**PROBLEM DESCRIPTION**
Copy every one of the entries below word for word, leaving the pictures out of your answer.

Entries from a data collection:
------------------------------------------------------------------------

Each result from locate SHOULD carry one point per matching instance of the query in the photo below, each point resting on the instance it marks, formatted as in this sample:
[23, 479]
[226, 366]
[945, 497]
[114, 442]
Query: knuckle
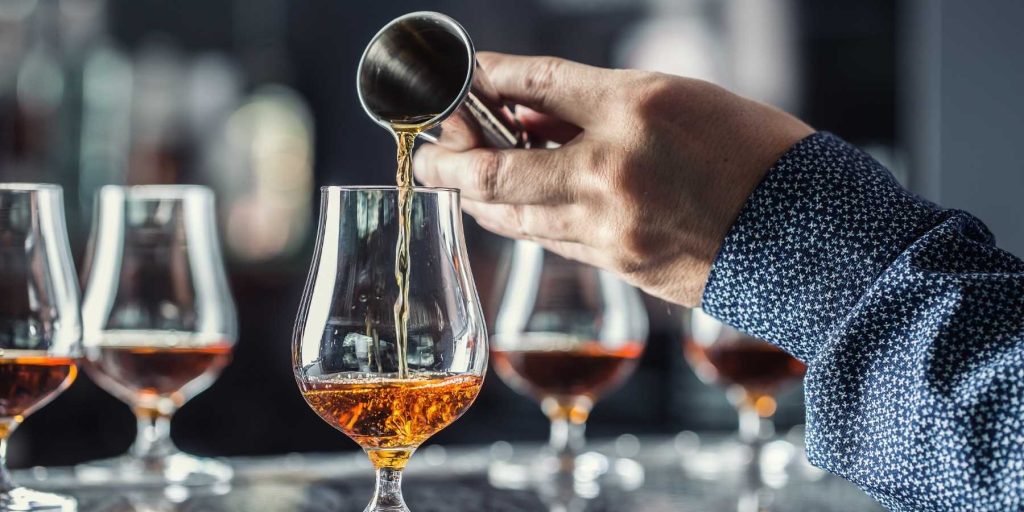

------------------------------------------------------------------------

**CORRECT RESPONSE**
Each result from locate SHOULD carry one point per matching instance of the query in the photo below, each point resting on the instance it marks, formatted as in this sample:
[23, 479]
[226, 366]
[945, 497]
[114, 442]
Query: knuckle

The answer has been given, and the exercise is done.